** DO THIS **
Quote all of the data below line for line, changing nothing.

** EXERCISE INPUTS **
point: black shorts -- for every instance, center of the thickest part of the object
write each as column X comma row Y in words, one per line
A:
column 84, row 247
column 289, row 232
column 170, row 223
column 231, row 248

** PROBLEM SOLUTION **
point: black shorts -- for every instance, center of the thickest part of the object
write each as column X comma row Y in words, one per line
A:
column 84, row 247
column 289, row 232
column 170, row 223
column 231, row 248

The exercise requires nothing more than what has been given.